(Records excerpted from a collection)
- - - - - - -

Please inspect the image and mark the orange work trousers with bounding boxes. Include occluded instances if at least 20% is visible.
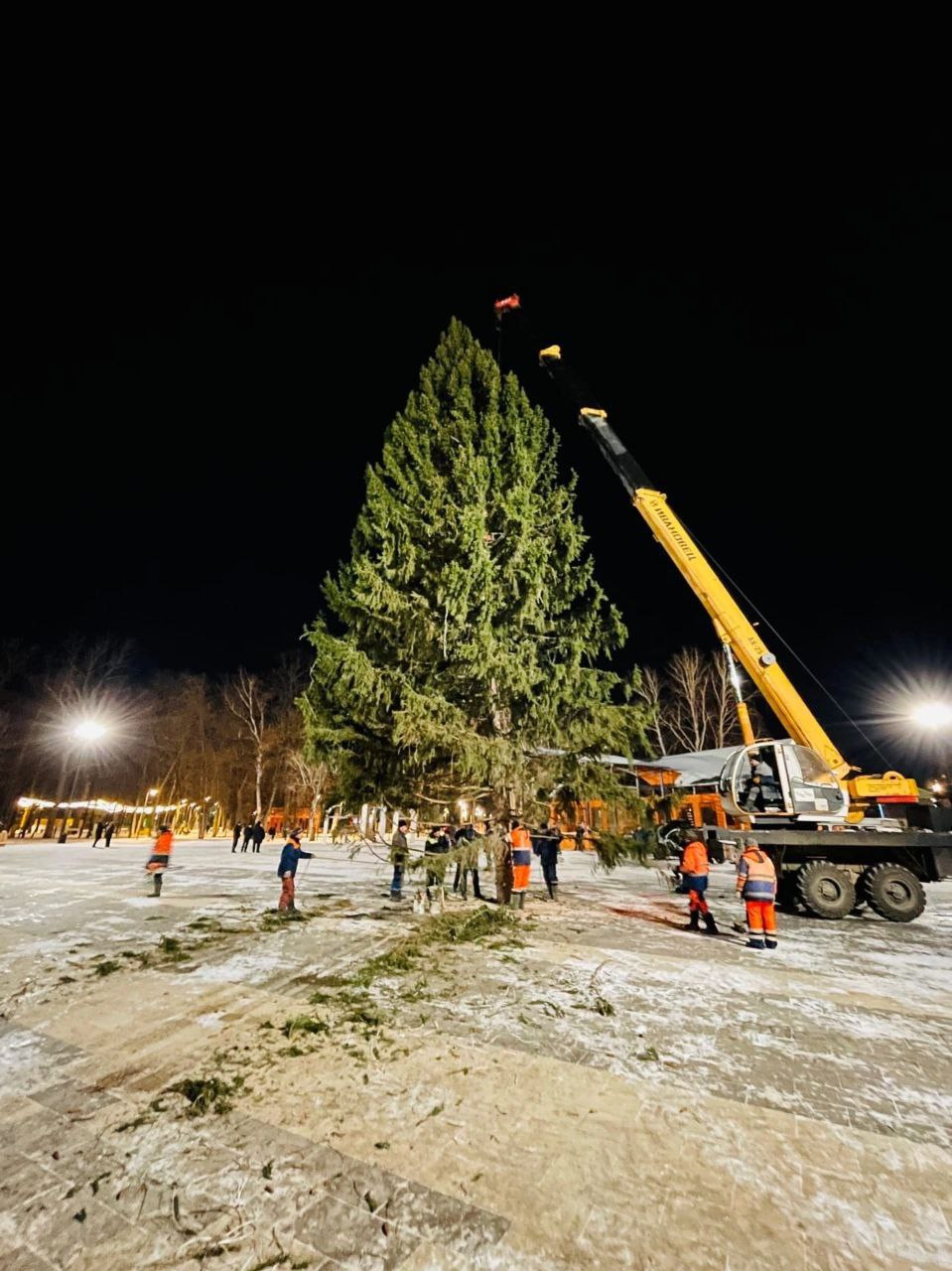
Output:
[744,900,776,940]
[512,866,532,891]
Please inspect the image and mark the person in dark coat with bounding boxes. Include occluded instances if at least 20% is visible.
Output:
[532,821,562,900]
[390,821,409,900]
[423,825,450,896]
[453,822,483,900]
[277,830,314,912]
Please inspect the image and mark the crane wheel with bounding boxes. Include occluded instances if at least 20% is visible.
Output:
[797,861,857,918]
[861,864,925,922]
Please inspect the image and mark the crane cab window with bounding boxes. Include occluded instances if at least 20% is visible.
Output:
[787,746,838,786]
[740,744,784,812]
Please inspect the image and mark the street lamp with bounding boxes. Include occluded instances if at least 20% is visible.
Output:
[911,702,952,795]
[912,702,952,731]
[58,719,109,843]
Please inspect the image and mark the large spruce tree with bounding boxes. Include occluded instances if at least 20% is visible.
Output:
[303,321,645,814]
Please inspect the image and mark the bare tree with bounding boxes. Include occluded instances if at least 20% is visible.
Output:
[640,648,743,755]
[638,666,665,755]
[287,750,331,841]
[225,667,272,817]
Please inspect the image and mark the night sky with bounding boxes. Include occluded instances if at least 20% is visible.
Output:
[3,163,952,767]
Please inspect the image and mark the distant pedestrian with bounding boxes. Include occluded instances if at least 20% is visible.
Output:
[277,830,314,913]
[509,821,532,909]
[423,825,450,896]
[390,821,409,900]
[680,830,718,935]
[453,821,483,900]
[145,825,172,896]
[738,835,776,949]
[483,821,512,905]
[535,821,562,900]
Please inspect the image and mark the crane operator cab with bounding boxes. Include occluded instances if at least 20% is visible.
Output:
[718,741,849,825]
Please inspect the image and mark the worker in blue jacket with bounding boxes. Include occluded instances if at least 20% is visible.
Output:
[277,830,314,910]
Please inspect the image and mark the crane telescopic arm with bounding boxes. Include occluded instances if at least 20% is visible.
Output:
[539,345,856,780]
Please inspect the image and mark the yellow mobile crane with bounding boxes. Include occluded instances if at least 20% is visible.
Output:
[539,345,952,921]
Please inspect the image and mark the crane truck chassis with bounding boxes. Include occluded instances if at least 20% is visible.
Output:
[526,328,952,922]
[706,826,952,922]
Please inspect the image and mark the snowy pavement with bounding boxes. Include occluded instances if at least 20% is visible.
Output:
[0,841,952,1271]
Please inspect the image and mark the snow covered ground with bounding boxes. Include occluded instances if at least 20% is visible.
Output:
[0,840,952,1271]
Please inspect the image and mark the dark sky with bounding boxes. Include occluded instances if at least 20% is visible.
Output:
[1,159,952,773]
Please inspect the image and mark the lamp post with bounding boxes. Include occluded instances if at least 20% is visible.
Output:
[58,719,108,843]
[132,785,159,839]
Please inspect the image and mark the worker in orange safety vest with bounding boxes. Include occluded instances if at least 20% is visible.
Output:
[679,830,718,935]
[509,821,532,909]
[738,835,776,949]
[145,825,172,896]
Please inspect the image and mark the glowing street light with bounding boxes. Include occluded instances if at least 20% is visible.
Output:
[912,702,952,730]
[58,719,109,843]
[69,719,109,741]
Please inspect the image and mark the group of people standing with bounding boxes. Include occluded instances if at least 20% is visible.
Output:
[390,818,562,909]
[231,820,277,852]
[679,829,776,949]
[145,821,314,910]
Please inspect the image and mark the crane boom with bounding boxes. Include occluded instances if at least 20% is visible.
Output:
[539,345,856,781]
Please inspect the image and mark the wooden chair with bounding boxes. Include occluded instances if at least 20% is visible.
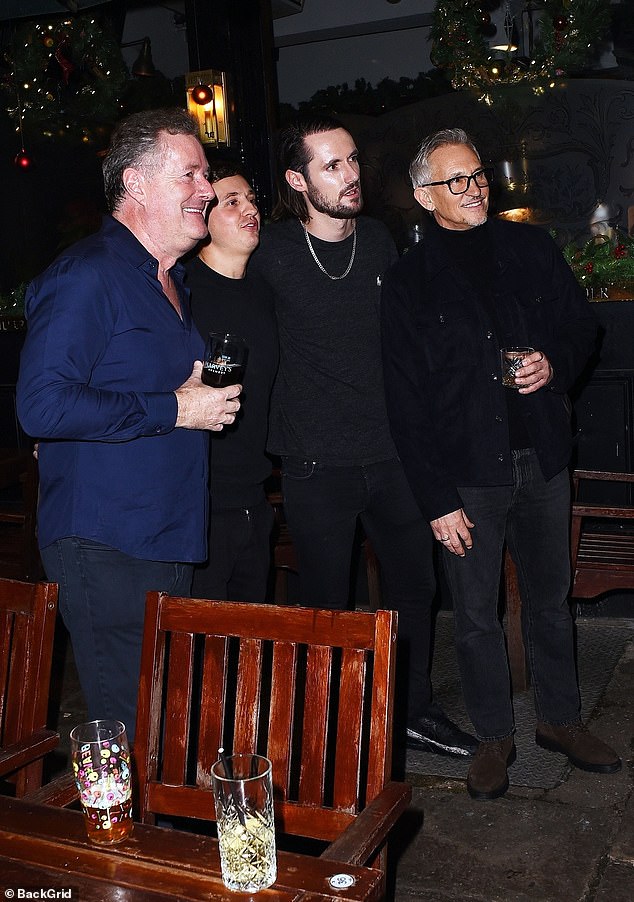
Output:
[0,448,44,582]
[134,592,411,864]
[0,579,59,797]
[570,470,634,598]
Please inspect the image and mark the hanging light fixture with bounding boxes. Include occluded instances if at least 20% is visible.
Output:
[186,69,230,147]
[185,4,229,147]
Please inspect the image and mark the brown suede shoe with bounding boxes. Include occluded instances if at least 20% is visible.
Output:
[535,720,621,774]
[467,736,515,800]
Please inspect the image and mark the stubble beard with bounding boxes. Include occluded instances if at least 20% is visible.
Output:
[306,182,363,219]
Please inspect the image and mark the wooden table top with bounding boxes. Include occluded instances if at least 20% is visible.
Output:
[0,797,385,902]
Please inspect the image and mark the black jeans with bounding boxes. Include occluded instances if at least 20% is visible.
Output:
[192,498,274,603]
[443,449,580,740]
[282,457,436,720]
[41,536,192,742]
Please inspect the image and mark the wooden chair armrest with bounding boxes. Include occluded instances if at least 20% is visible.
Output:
[572,470,634,482]
[572,501,634,520]
[23,773,79,808]
[320,781,412,865]
[0,730,59,777]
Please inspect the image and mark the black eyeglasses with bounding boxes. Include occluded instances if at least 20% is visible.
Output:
[418,169,493,194]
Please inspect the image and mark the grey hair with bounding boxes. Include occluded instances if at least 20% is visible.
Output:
[409,128,480,188]
[102,107,198,213]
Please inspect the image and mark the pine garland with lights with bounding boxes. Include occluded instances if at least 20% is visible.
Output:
[431,0,610,101]
[1,15,128,140]
[563,229,634,288]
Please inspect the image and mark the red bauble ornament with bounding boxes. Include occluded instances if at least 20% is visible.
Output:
[13,150,33,172]
[192,82,214,106]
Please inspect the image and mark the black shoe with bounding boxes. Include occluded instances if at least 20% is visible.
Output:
[407,704,479,758]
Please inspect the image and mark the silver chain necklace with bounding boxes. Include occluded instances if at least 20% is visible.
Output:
[302,223,357,282]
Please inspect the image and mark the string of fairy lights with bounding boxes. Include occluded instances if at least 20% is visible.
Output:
[0,15,129,169]
[431,0,610,103]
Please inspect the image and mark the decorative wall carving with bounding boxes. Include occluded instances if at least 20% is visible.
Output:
[341,79,634,247]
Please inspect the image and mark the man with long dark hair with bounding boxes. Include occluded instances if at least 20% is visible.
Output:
[252,117,476,756]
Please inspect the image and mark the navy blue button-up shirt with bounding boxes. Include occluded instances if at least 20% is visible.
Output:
[17,217,208,561]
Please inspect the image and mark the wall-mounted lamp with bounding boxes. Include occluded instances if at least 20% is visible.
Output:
[121,38,156,78]
[185,69,230,147]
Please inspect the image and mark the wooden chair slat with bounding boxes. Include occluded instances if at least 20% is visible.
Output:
[196,636,229,789]
[299,645,332,805]
[0,579,57,796]
[333,649,365,813]
[267,642,297,799]
[135,592,404,858]
[158,633,194,785]
[233,639,262,754]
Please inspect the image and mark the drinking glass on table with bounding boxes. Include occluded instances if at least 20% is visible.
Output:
[70,720,133,845]
[211,755,277,893]
[500,348,535,388]
[202,332,249,388]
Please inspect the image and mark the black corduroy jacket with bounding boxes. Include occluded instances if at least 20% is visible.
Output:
[381,219,597,520]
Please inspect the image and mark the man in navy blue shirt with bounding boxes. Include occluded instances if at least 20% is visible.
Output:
[18,109,241,735]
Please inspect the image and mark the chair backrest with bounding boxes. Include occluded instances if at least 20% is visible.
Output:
[0,579,57,795]
[134,592,397,840]
[570,470,634,598]
[0,448,43,581]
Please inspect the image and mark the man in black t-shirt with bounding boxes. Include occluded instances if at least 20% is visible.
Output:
[245,117,477,756]
[186,163,278,602]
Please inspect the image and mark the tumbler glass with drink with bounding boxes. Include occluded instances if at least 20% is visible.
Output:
[211,754,277,893]
[202,332,249,388]
[500,348,535,388]
[70,720,133,845]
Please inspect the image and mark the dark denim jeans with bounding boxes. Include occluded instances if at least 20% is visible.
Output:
[192,499,274,603]
[282,458,435,720]
[443,449,580,739]
[42,536,192,741]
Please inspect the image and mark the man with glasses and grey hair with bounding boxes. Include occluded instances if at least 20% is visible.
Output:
[381,128,621,799]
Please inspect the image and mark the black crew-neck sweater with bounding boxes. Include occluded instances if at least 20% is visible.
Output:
[249,216,397,466]
[186,257,278,509]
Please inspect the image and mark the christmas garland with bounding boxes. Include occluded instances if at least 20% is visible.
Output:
[2,15,128,139]
[563,229,634,288]
[431,0,610,100]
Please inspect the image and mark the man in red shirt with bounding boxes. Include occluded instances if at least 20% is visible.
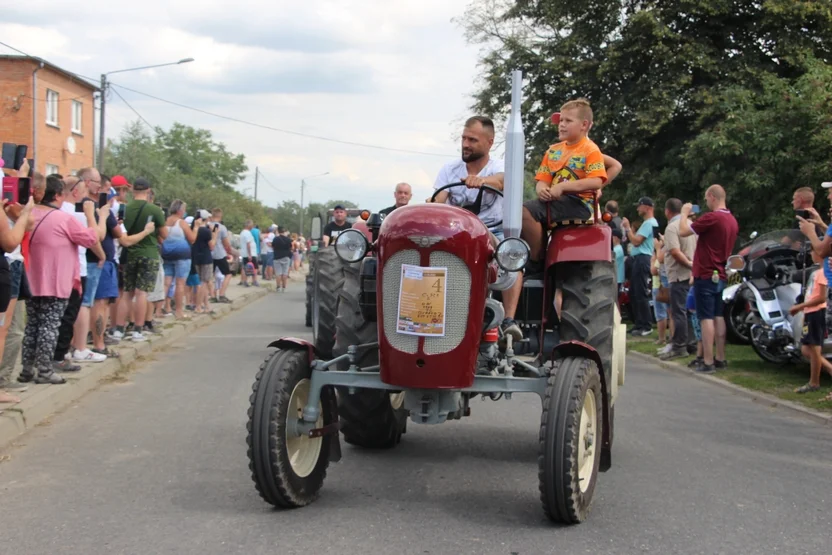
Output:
[679,185,739,374]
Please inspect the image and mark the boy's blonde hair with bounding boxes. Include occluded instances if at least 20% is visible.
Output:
[560,98,592,123]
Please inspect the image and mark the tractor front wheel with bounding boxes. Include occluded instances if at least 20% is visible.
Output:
[247,350,335,508]
[334,264,407,449]
[538,357,603,524]
[312,247,344,359]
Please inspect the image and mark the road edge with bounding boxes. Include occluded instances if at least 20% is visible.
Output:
[0,287,272,452]
[627,351,832,426]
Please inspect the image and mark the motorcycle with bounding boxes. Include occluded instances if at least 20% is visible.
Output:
[728,229,832,364]
[722,231,758,345]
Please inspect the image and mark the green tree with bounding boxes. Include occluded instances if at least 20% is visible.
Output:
[104,122,274,232]
[460,0,832,231]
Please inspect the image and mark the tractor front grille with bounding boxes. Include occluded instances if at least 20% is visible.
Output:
[425,251,471,355]
[382,250,471,355]
[382,249,419,355]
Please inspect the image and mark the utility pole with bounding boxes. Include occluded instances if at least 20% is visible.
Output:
[299,179,306,237]
[98,73,107,172]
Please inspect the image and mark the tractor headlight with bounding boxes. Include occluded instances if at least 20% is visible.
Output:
[335,229,370,262]
[497,237,529,272]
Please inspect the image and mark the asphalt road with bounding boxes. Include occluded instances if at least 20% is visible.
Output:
[0,285,832,555]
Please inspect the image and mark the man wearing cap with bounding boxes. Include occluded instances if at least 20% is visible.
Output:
[379,183,413,216]
[114,177,168,342]
[272,226,292,292]
[323,204,352,247]
[621,197,659,335]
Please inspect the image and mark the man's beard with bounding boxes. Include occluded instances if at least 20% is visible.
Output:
[462,150,485,163]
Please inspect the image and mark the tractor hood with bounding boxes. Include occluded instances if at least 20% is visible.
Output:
[376,204,494,389]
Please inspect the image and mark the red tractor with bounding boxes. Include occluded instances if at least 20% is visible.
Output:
[248,71,626,523]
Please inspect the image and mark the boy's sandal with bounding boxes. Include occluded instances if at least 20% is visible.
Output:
[794,383,820,393]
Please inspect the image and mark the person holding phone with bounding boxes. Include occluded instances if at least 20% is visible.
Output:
[18,177,101,384]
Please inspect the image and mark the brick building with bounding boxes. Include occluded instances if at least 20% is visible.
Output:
[0,56,98,175]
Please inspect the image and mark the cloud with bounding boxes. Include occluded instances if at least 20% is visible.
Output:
[0,0,500,214]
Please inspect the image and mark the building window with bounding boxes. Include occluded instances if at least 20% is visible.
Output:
[46,89,58,125]
[72,100,81,134]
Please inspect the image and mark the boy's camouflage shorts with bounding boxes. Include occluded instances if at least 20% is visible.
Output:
[124,255,159,293]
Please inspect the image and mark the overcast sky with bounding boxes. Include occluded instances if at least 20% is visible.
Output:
[0,0,494,210]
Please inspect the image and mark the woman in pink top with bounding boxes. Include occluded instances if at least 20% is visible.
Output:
[18,177,103,384]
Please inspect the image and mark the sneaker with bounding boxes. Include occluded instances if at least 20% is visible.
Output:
[72,349,107,362]
[35,372,66,385]
[693,361,716,374]
[0,382,29,393]
[500,318,523,341]
[659,345,688,360]
[656,344,673,358]
[52,360,81,372]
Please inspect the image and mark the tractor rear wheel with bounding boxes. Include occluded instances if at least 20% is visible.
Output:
[246,350,335,508]
[555,261,617,385]
[537,357,603,524]
[312,247,344,359]
[334,264,408,449]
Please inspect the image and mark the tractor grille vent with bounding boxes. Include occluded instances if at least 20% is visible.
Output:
[382,250,471,355]
[381,249,419,355]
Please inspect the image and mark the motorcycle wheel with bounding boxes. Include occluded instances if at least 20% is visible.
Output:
[751,333,793,364]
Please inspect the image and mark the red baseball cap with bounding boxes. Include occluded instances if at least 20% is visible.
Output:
[110,175,130,187]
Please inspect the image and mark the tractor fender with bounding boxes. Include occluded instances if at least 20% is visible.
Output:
[268,337,318,364]
[552,341,612,472]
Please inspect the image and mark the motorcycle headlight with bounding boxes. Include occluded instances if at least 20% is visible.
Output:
[496,237,529,272]
[335,229,370,262]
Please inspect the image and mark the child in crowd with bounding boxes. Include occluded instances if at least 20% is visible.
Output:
[789,249,832,399]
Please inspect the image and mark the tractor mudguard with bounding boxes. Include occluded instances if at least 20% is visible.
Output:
[546,225,612,268]
[268,337,318,364]
[552,341,612,472]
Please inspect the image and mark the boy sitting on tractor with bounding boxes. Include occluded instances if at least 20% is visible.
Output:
[501,98,621,339]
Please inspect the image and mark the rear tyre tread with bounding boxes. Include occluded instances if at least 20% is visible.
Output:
[334,264,407,449]
[537,357,603,524]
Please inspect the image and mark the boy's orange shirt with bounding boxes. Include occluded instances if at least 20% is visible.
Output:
[534,137,607,208]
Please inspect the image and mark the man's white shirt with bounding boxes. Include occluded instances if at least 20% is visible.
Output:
[433,158,505,228]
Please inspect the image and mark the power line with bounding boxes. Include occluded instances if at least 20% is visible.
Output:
[112,89,155,131]
[256,168,286,193]
[110,82,454,158]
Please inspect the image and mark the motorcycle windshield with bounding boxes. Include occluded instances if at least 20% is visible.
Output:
[742,229,810,259]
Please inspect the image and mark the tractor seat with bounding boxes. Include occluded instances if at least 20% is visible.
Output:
[549,195,600,231]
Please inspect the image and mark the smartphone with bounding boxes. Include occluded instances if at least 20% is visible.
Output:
[17,177,32,204]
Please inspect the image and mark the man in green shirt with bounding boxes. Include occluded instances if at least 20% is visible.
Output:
[621,197,659,336]
[119,177,168,342]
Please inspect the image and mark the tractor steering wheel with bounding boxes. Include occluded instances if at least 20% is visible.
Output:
[430,181,503,227]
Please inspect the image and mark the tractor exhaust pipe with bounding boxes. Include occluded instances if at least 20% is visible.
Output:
[503,70,526,237]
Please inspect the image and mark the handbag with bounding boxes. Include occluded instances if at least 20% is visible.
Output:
[656,285,670,304]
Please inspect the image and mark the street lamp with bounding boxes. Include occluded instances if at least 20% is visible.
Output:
[98,58,194,171]
[300,172,329,237]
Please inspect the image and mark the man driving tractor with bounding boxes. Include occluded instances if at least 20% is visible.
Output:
[434,99,621,340]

- - - - - - -

=== TASK ===
Gather every line in the rows above that contains the word "garland", and copy each of those lines in full.

=== ANSWER TO THIS TASK ===
Please inspect the image and mark the pine garland with lights with bounding boxes. Include occluded instances if at least 20% is visible.
Please inspect the image and mark the christmas garland with bounding boxes. Include occluded instances if at least 20% is visible.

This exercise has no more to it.